◆ **Your task**
For the data below, restate word for word only the lines from the line containing "In this exercise you will label the overhead" through the line containing "In this exercise you will label the rusty", both ends included.

(Given data begins)

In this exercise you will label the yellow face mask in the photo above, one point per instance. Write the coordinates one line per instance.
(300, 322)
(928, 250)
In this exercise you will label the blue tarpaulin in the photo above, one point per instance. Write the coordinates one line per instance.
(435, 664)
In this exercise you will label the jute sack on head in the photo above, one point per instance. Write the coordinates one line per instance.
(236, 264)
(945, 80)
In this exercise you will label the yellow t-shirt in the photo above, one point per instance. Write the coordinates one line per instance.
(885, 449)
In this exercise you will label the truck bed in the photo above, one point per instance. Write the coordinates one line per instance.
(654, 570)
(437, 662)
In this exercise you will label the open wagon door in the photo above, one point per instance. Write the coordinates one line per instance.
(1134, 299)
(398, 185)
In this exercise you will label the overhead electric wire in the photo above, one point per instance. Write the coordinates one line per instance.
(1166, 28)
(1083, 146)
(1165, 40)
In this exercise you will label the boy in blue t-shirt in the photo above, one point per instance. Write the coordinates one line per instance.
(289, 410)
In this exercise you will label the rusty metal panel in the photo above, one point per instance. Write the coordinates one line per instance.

(Given data ends)
(Given data begins)

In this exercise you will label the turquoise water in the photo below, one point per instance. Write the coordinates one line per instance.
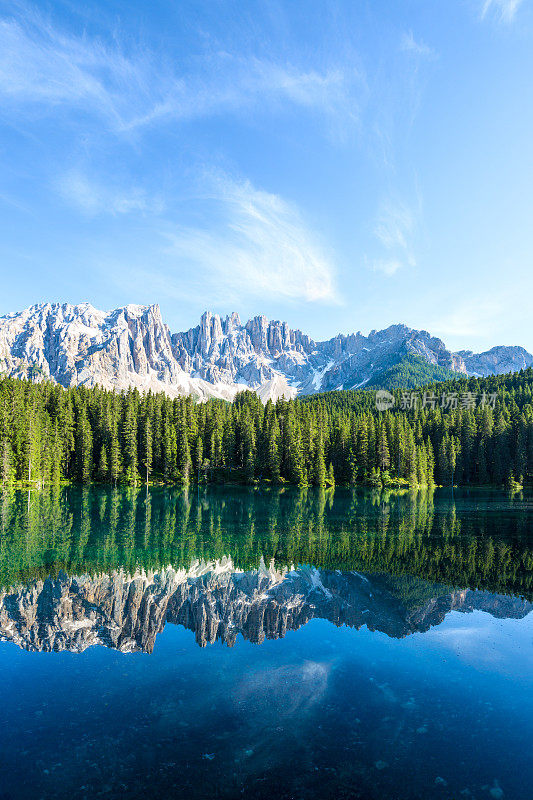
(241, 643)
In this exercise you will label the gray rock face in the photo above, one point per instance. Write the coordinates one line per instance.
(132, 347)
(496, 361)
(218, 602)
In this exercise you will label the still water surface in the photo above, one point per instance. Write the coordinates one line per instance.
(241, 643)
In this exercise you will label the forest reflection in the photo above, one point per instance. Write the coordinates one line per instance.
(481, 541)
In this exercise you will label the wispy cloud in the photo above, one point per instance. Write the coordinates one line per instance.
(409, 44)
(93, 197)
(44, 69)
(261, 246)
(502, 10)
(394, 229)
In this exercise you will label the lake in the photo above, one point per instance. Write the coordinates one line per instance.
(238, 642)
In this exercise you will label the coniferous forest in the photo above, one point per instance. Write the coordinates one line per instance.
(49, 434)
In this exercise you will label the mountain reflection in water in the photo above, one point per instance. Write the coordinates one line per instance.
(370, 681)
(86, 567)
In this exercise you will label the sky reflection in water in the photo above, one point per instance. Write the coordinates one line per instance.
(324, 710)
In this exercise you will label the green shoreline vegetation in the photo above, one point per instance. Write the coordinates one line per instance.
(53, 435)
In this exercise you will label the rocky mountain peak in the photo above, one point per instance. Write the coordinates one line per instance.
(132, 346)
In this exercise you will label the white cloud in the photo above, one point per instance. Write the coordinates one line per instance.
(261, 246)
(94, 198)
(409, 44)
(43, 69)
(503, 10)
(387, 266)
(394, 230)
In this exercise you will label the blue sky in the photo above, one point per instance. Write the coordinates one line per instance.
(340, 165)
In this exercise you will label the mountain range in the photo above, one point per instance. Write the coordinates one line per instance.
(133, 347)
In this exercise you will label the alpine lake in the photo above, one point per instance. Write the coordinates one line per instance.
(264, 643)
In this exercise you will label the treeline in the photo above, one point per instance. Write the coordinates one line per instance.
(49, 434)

(Given data ends)

◆ **Response to the exercise**
In this exercise you will label the overhead electric wire in the photo above, one point per instance. Write the coordinates one line per instance.
(1166, 28)
(1083, 146)
(1165, 40)
In this exercise you will label the boy in blue t-shirt in the photo above, one point per instance. Write the coordinates one line per instance.
(289, 410)
In this exercise you will label the rusty metal panel in the photo above, one point per instance. Write the coordinates one line per instance.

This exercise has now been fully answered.